Text
-.-.-

Chemical Knowledge Graphs are a staple in ChemInformatics as titan data sources for chemical analysis and finding molecular compounds of interest. I created an open source chemical knowledge graph of only the most common chemicals of interest elected by the people called Global-Chem.
The data was initially organized in a category tree and overall looks like Figure 1:
One of the things I wanted to do is bring move away from a relational database model into a graph model. The reason being is chemicals are pretty finicky and their relationships change frequently as we evolve as evident in my own software.
- Relational Database deal with pre-defined fixed relationships and a lot of them. Think if you wanted to model real life, something like a vending machine would be one table and all the items that belong inside (relationship) that vending machine for sale.
- Graph Database deal with relationships between each node with no defined table structure. For the vending machine each item would it’s own table where the relationship to the machine would be defined individually.
Take a look at Figure 2 where you can see the hierarchy of each model where the relational database has predefined relationships which maximize efficiency.
The first step into generating a chemical knowledge graph was to define each point as a Node in my graph where each academic resource and the category they belonged to was a node. Their relationship still remained weightless which is the edge value.

-.-.-

Record extracts

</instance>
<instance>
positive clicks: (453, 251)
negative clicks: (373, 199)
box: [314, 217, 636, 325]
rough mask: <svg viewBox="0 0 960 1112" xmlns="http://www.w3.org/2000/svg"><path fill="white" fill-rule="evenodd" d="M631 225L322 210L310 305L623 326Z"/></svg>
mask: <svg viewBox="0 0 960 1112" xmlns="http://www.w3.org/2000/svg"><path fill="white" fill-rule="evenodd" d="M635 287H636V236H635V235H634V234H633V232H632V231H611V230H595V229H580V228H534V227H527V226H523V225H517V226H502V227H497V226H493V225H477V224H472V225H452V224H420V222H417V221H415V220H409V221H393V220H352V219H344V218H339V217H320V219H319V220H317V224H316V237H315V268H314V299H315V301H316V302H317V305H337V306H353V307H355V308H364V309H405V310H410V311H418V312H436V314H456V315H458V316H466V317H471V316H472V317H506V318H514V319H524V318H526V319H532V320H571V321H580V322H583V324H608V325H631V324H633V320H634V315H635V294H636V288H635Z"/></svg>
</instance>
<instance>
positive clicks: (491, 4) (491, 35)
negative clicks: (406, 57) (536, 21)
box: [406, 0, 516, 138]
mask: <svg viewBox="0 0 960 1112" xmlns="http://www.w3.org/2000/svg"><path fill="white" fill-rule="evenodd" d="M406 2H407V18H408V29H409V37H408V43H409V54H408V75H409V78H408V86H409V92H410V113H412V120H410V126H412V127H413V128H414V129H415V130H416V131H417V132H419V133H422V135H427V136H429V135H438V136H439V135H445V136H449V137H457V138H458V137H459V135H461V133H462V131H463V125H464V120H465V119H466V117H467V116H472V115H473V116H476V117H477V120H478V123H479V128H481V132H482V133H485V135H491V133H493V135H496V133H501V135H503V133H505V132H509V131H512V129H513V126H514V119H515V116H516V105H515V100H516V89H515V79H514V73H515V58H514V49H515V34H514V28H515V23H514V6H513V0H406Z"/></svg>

-.-.-

Activity A
Answer these questions about the text on chemical knowledge graphs:
(i) What is the open source chemical knowledge graph called?
(ii) According to the text, what does a graph database deal with?
(iii) What does the text say remained weightless?
Activity B
Pull out every line of the entries that contains the word "clicks".
The text on chemical knowledge graphs and the entries have nothing to do with each other.

Written solution A
(i) Global-Chem
(ii) Relationships between each node, with no defined table structure
(iii) Their relationship, which is the edge value

Written solution B
positive clicks: (453, 251)
negative clicks: (373, 199)
positive clicks: (491, 4) (491, 35)
negative clicks: (406, 57) (536, 21)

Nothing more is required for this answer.